### MATERIAL FOR THIS TASK
================

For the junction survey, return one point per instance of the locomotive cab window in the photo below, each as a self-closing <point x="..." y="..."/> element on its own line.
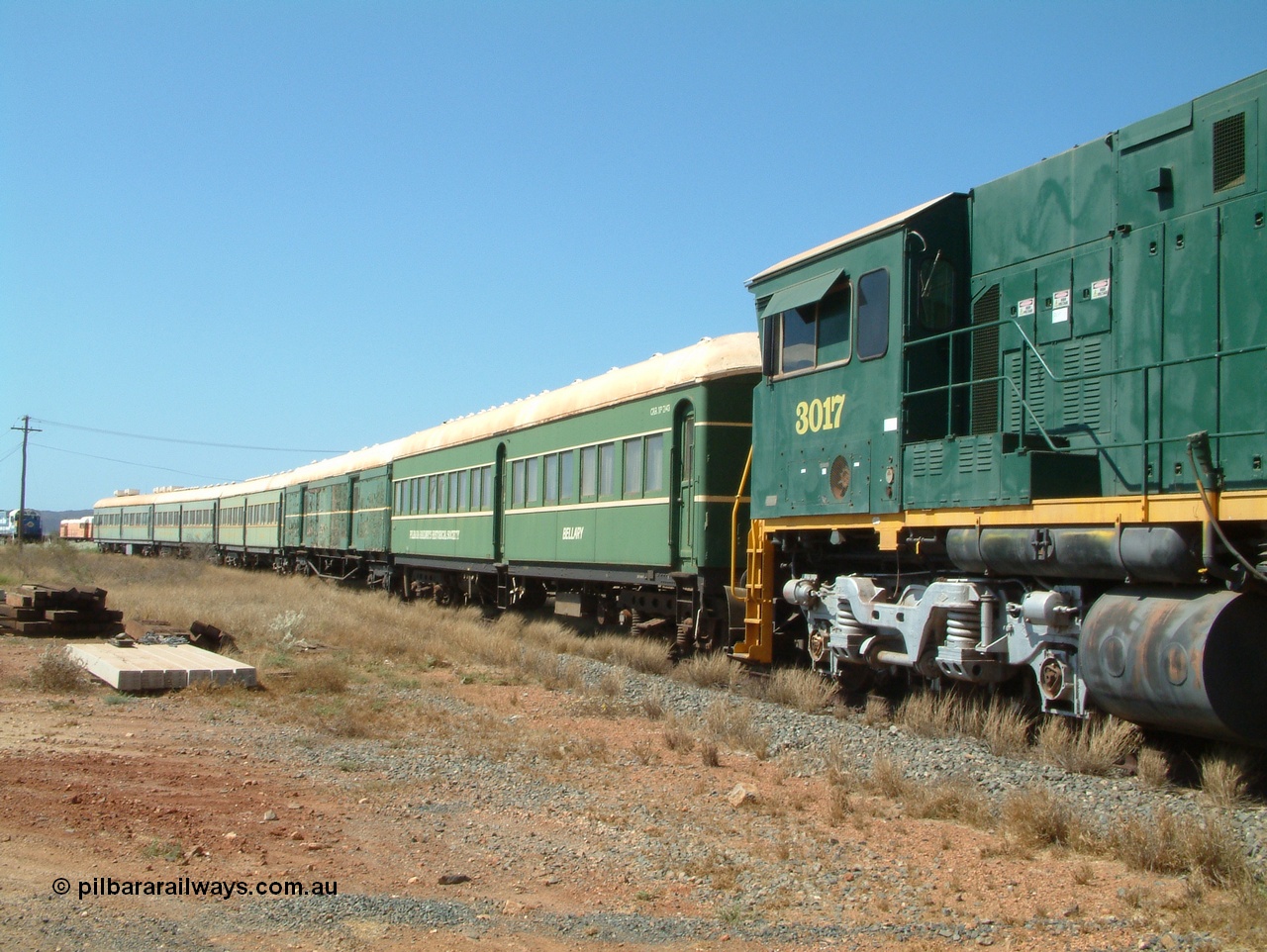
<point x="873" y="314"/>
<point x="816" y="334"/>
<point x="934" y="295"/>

================

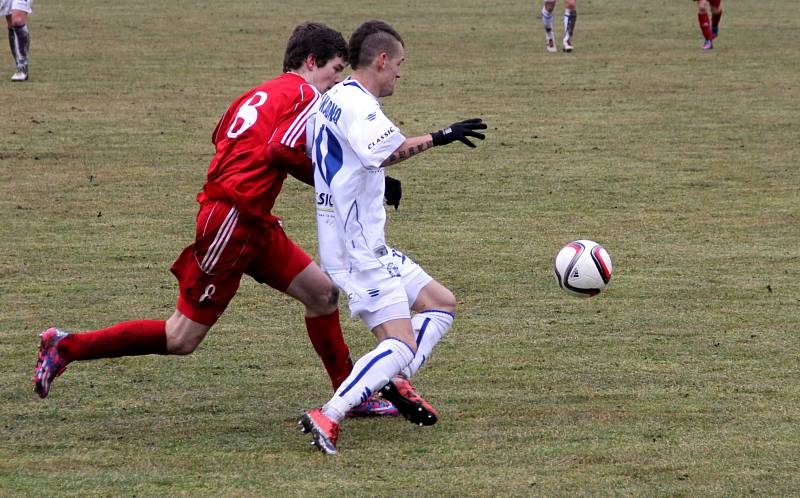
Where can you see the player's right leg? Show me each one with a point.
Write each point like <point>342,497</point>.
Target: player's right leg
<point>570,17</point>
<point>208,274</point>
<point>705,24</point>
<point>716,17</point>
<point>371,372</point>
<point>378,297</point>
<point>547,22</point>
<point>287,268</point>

================

### WORK REQUIRED
Can you repeat, word for word, every line above from the one containing "Where can you" down to the one containing "Write each point like <point>342,497</point>.", including both?

### RESULT OF THIS EXERCISE
Where can you see the player's right leg? Show me each one with a point.
Write each point like <point>342,497</point>.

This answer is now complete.